Given problem:
Swap "point per instance" for "dot per instance" everywhere it occurs in the listing below, and give the whole listing back with nothing else changed.

══ Record excerpts

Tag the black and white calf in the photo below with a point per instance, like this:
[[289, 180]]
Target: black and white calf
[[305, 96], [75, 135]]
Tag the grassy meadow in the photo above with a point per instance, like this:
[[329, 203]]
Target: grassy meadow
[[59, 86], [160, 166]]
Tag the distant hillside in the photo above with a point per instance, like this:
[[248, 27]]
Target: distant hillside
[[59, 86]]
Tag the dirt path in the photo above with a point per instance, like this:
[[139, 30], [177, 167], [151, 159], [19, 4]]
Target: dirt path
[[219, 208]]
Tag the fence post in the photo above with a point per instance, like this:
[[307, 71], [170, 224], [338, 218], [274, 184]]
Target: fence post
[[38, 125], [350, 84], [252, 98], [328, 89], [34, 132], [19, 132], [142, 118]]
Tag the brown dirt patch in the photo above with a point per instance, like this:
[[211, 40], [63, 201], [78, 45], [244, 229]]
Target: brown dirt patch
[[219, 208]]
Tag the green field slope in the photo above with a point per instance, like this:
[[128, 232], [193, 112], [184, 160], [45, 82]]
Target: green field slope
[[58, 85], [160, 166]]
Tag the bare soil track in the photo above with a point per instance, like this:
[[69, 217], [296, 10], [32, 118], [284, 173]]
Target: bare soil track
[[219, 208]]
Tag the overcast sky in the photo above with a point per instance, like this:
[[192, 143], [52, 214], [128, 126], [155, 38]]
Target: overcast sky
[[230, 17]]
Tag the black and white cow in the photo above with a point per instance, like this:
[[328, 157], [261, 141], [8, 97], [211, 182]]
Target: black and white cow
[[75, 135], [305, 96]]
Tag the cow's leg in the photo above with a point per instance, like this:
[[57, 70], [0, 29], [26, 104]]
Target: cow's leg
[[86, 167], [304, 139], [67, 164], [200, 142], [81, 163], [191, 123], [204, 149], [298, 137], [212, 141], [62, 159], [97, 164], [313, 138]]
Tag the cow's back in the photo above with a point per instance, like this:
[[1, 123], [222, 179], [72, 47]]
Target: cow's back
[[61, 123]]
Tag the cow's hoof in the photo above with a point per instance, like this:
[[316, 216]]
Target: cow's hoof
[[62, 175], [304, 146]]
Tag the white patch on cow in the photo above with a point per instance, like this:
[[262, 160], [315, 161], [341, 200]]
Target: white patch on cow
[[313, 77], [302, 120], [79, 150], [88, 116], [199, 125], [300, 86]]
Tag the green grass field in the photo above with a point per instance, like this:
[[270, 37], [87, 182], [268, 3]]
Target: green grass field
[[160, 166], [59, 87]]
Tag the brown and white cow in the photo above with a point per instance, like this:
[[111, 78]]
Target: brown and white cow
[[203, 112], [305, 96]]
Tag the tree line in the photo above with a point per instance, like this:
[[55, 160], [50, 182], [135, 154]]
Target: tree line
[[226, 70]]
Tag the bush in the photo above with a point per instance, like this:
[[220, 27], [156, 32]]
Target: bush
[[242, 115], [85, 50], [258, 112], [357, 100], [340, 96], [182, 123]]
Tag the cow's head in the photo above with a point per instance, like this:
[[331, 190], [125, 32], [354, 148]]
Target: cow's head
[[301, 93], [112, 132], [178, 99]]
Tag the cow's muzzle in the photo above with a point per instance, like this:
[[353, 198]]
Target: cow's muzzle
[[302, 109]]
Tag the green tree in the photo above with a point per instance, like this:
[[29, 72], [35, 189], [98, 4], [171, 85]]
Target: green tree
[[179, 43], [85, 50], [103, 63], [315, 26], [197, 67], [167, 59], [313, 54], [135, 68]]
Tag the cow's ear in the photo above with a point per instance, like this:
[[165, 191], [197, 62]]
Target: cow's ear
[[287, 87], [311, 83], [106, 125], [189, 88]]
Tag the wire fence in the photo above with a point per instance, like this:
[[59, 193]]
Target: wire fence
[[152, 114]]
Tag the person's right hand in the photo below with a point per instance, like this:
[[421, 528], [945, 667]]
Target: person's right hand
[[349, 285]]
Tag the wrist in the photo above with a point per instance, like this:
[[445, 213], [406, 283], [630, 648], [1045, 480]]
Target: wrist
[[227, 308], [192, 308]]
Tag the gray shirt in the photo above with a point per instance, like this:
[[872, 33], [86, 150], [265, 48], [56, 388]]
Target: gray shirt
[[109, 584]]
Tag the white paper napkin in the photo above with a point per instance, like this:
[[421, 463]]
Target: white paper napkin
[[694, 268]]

════

Result below:
Tag the black and white calf in the photo below with a dot per instance, like this:
[[289, 180]]
Target: black and white calf
[[305, 96], [75, 135]]
Tag the grassy meadow in the photo above with a dot per instance, like this:
[[329, 203]]
Target: grassy meadow
[[59, 86], [160, 166]]
Tag the distant hillside in the photo above with a dot per instance, like this:
[[248, 27]]
Target: distant hillside
[[59, 86]]
Tag the dirt path in the photo above with a dot per instance, like this:
[[139, 30], [177, 167], [151, 159], [19, 4]]
Target: dirt path
[[219, 208]]
Tag the fence post in the photo above with a dot per instance, like this:
[[307, 71], [170, 224], [338, 218], [274, 184]]
Target: fence post
[[38, 125], [350, 84], [252, 98], [328, 89], [34, 132], [19, 132], [142, 118]]
Tag the brown dirt patch in the photo above with a dot per instance, like this:
[[211, 40], [63, 201], [78, 45], [244, 229]]
Target: brown dirt patch
[[219, 208]]
Tag the green field slope in the photo above with a dot per instance, like this:
[[128, 232], [193, 112], [184, 160], [45, 82]]
Target: green field slope
[[58, 85], [160, 166]]
Tag the bare soil track in the photo above with a dot per instance, like this:
[[69, 217], [296, 10], [32, 118], [284, 173]]
Target: bare soil track
[[219, 208]]
Tag the overcast sky in the photo above with a dot per instance, like this:
[[192, 143], [52, 214], [128, 126], [155, 38]]
Target: overcast sky
[[230, 17]]
Tag the black and white cow in the photo above with a dot per instance, like this:
[[328, 157], [261, 141], [8, 97], [211, 182]]
Target: black and white cow
[[75, 135], [305, 96]]
Tag the cow's leg in the photo above with a dot per instance, like this:
[[57, 70], [0, 29], [26, 104]]
Target: cow's leg
[[86, 167], [304, 139], [67, 164], [200, 142], [81, 163], [191, 123], [204, 149], [298, 137], [212, 141], [62, 159], [97, 164], [313, 138]]
Tag the cow's back in the photo above with a dot per instance, like this:
[[1, 123], [222, 179], [72, 47]]
Target: cow's back
[[61, 123]]
Tag the cow's hoof in the photo above with a dot per instance, like this:
[[316, 216]]
Target: cow's hoof
[[62, 175], [304, 146]]
Tag the white patch on cow in the photo above with a dot per instance, like this:
[[262, 160], [315, 161], [341, 200]]
Target: white patch on cow
[[313, 77], [302, 120], [79, 150], [88, 116], [199, 125], [300, 86]]
Tag the green grass field in the photo above with a dot per instance, like this:
[[270, 37], [87, 182], [268, 3]]
Target: green grass field
[[160, 166], [59, 87]]
Tag the brown and white cow in the photo above with a dot per instance, like this:
[[111, 78]]
Target: brown and white cow
[[203, 112], [305, 96]]
Tag the tree line in the photo above with a dot per instance, like this:
[[55, 160], [50, 182], [135, 154]]
Target: tree line
[[226, 70]]
Tag the bush in the photo above with a dot per instance, like this:
[[220, 27], [156, 32]]
Target: bush
[[242, 115], [85, 50], [258, 112], [357, 100], [340, 96], [182, 123]]
Tag the cow's head in the photo above with a dot per instance, like this:
[[331, 190], [125, 32], [354, 148]]
Target: cow's head
[[301, 93], [112, 132], [178, 99]]
Tag the cow's muzzle in the photo above with a dot per instance, like this:
[[353, 198]]
Target: cow's muzzle
[[302, 109]]
Tag the green tree in the photo above with a dot per instance, like this:
[[29, 72], [35, 189], [98, 4], [171, 85]]
Target: green tree
[[179, 43], [85, 50], [103, 63], [315, 26], [197, 67], [167, 59], [313, 54], [135, 68]]
Tag the cow's ear in the photo above with a dot per instance, like this:
[[165, 191], [197, 62]]
Target: cow's ear
[[287, 87], [311, 83], [106, 125], [189, 88]]
Tag the wire fence in the photo above with a dot per instance, like this:
[[59, 193]]
Target: wire fence
[[152, 114]]
Tag the person's right hand in the photo below with a dot per instance, like this:
[[421, 528], [945, 667]]
Target: person's right hand
[[349, 285]]
Tag the wrist in the photo above with a dot per instance, like this:
[[445, 213], [406, 283], [630, 648], [1045, 480]]
Target: wrist
[[227, 308], [192, 308]]
Tag the gray shirt in the photo above with a dot per instance, like this:
[[872, 33], [86, 150], [265, 48], [56, 388]]
Target: gray shirt
[[109, 584]]
Tag the white paper napkin in the photo above with a dot per instance, like this:
[[421, 463]]
Target: white paper napkin
[[694, 268]]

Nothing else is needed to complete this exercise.